* _Work task_:
Extend the passage below on Gonzales and the Partial-Birth Abortion Ban Act, picking up after its last sentence.
--- Page excerpt ---
Gonzales was one of the Court’s more controversial cases as it dealt with the contentious issue of a woman’s reproductive rights. In 2000, the Court struck down a Nebraska ban on “partial-birth” abortion in Stenberg v. Carhart, 530 U.S. 914 (2000). The Stenberg Court held that the Nebraska statute was unconstitutional because (1) it did not have an exception to the ban on “partial-birth” abortions for situations involving the preservation of the mother’s health and (2) it placed an undue burden on a woman’s ability to choose an abortion by prohibiting more than late-term “partial-birth” abortions.
In response to the Stenberg decision, Congress enacted the Partial-Birth Abortion Ban Act of 2003. In Gonzales, certain physicians sued then-United States Attorney General Alberto Gonzales to prohibit enforcement of the Act. The physicians argued that the Act was unconstitutional on its face similar to the way that the Nebraska statute in Stenberg was unconstitutional. Writing for the majority, Justice Kennedy quickly distinguished the language of the Partial-Birth Abortion Ban Act from the language used in the Nebraska statute. The Court found that the Act, unlike the Nebraska statute, was not void for vagueness because it prohibited a physician from “knowingly perform[ing] a partial-birth abortion . . . that is [not] necessary to save the life of the mother.” The Act also explicitly defined the prohibited procedure. The Act’s scienter requirement and explicit definition saved it from the vagueness problem of the Nebraska statute because a doctor “of ordinary intelligence [has] a reasonable opportunity to know what is prohibited.”
--- Dataset entries ---
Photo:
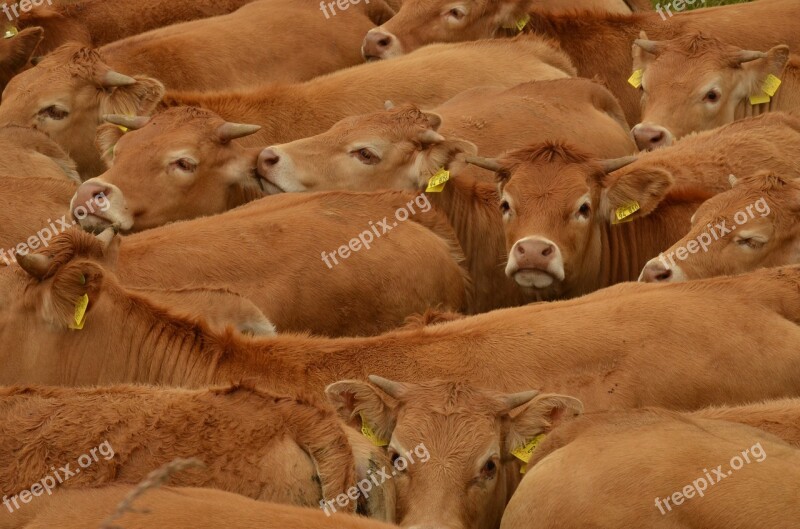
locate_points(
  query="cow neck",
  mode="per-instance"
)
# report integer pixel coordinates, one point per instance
(472, 208)
(627, 247)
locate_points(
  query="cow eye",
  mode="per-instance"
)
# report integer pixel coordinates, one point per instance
(366, 156)
(712, 96)
(54, 112)
(184, 164)
(489, 470)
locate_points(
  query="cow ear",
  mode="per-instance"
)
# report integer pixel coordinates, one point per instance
(635, 194)
(137, 99)
(106, 139)
(543, 413)
(759, 69)
(363, 407)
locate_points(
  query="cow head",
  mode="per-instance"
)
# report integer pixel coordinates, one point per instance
(66, 95)
(177, 165)
(420, 22)
(695, 83)
(754, 225)
(450, 444)
(16, 51)
(395, 149)
(557, 204)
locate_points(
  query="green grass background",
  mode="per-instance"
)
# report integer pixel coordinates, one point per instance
(698, 3)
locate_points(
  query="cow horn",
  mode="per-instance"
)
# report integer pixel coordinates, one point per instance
(650, 46)
(390, 387)
(609, 166)
(746, 56)
(516, 400)
(230, 131)
(484, 163)
(111, 79)
(130, 122)
(35, 264)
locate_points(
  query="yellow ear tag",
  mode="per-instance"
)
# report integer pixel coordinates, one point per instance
(523, 453)
(370, 434)
(623, 212)
(520, 24)
(438, 180)
(635, 80)
(80, 313)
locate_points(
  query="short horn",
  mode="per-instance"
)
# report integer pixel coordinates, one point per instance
(130, 122)
(390, 387)
(111, 79)
(650, 46)
(747, 56)
(609, 166)
(230, 131)
(37, 265)
(516, 400)
(490, 164)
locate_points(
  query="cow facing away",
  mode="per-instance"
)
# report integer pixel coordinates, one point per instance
(469, 434)
(696, 82)
(572, 226)
(677, 472)
(253, 442)
(754, 225)
(178, 165)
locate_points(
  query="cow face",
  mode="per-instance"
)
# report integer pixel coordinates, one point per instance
(420, 22)
(557, 204)
(15, 52)
(696, 83)
(177, 165)
(66, 96)
(754, 225)
(395, 149)
(450, 444)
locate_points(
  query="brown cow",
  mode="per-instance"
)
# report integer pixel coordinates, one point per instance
(174, 507)
(696, 82)
(16, 51)
(707, 159)
(253, 442)
(468, 434)
(76, 88)
(179, 165)
(754, 225)
(658, 469)
(27, 152)
(308, 240)
(567, 219)
(569, 347)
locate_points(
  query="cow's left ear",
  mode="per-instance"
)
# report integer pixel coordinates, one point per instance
(543, 413)
(363, 407)
(634, 194)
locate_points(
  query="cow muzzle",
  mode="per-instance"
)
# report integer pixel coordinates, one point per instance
(379, 44)
(535, 262)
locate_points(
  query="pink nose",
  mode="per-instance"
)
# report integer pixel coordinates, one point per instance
(89, 192)
(377, 44)
(656, 272)
(649, 137)
(534, 254)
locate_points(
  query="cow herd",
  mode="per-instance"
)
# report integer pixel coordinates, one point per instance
(471, 264)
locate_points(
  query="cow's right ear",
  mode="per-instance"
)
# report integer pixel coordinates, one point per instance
(363, 407)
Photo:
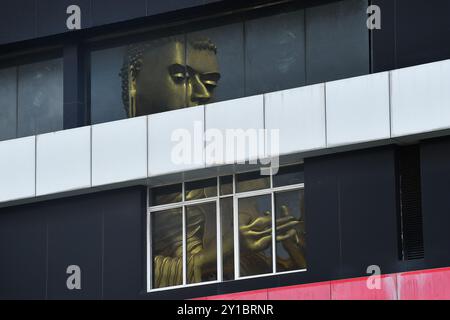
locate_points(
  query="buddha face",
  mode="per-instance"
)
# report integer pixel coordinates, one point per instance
(175, 75)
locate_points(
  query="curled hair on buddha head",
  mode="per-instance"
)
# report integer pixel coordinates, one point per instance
(133, 61)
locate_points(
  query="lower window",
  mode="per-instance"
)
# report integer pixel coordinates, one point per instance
(226, 228)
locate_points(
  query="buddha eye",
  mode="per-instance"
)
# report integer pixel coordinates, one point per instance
(178, 76)
(210, 79)
(177, 72)
(210, 83)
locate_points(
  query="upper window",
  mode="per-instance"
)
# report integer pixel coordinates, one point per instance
(31, 99)
(242, 56)
(208, 231)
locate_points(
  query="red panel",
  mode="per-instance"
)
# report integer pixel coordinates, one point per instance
(316, 291)
(249, 295)
(424, 285)
(419, 285)
(357, 289)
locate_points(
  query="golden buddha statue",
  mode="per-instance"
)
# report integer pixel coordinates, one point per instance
(170, 74)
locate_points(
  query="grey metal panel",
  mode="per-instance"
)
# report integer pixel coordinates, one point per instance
(275, 52)
(40, 98)
(8, 103)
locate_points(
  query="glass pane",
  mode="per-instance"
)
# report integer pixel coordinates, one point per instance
(40, 98)
(221, 67)
(106, 85)
(290, 233)
(166, 195)
(251, 181)
(255, 235)
(226, 185)
(201, 189)
(8, 103)
(289, 176)
(226, 212)
(275, 52)
(201, 242)
(337, 41)
(167, 248)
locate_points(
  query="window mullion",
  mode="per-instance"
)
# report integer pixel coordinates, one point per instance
(184, 246)
(274, 240)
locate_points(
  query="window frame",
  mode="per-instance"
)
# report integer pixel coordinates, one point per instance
(271, 191)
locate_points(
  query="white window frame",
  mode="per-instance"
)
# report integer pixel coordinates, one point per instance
(235, 197)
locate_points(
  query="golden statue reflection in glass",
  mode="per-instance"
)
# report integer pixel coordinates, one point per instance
(170, 74)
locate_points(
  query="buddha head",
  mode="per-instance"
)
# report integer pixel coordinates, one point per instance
(169, 74)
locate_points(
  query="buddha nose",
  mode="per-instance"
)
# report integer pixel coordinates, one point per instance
(200, 93)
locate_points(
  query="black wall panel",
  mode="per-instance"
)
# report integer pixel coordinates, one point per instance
(337, 41)
(351, 203)
(110, 11)
(368, 211)
(102, 233)
(383, 40)
(17, 20)
(156, 7)
(75, 238)
(124, 259)
(322, 217)
(435, 160)
(23, 255)
(51, 15)
(423, 28)
(413, 32)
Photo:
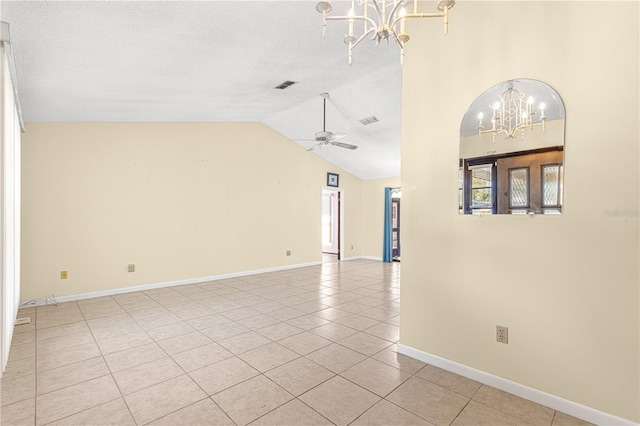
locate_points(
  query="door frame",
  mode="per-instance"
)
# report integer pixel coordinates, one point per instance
(340, 191)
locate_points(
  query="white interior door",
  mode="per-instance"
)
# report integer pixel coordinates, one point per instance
(330, 221)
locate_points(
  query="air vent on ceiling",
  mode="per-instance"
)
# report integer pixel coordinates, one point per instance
(369, 120)
(286, 84)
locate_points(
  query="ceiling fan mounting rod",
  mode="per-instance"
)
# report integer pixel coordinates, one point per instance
(324, 110)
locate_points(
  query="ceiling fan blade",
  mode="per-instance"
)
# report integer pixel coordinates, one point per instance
(344, 145)
(337, 136)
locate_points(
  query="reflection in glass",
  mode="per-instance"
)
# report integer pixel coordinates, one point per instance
(481, 196)
(519, 187)
(552, 185)
(512, 151)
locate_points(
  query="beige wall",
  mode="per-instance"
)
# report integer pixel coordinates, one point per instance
(566, 286)
(180, 201)
(373, 214)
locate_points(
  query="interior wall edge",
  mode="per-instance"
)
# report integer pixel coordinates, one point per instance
(163, 284)
(540, 397)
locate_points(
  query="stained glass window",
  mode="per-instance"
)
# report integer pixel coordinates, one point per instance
(519, 187)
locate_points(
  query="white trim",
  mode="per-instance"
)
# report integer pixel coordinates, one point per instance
(379, 259)
(341, 209)
(151, 286)
(552, 401)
---
* _Answer section_:
The Court further reasoned that the Act was in line with its previous Planned Parenthood v. Casey and Roe v. Wade decisions in balancing a woman’s reproductive rights against a state’s rights in protecting the health, safety, and welfare of its residents. The Court explained that the Act did not regulate first-trimester abortions, but rather a specific second-trimester procedure referred to as “intact dilation and evacuation.” The Court also asserted that the Act was not overly broad because it recognized a state’s interest while not imposing an undue burden on a woman’s right to an abortion.
One for Big Business
Justice Kennedy was also the crucial swing vote in several Supreme Court decisions this term that some commentators felt favored big business. One such case was Leegin Creative Leather Products, Inc. v. PSKS, Inc., 127 S.Ct. 2705 (2007), in which a retailer sued a manufacturer for violating federal antitrust laws by “refusing to sell to retailers that discount its goods below suggested prices.” The retailer and the lower courts relied on the Court’s decision in Dr. Miles Medical Co. v. John D. Park & Sons Co., 31 S.Ct. 376 (1911), for the per se rule that such vertical pricing agreements violated Section 1 of the Sherman Act.
The manufacturer argued that the Dr. Miles decision was outdated and that the common law rule of reason for antitrust cases should be applied to its case. The lower courts relied on the per se rule and would not consider any procompetitive justifications for the manufacturer’s policy .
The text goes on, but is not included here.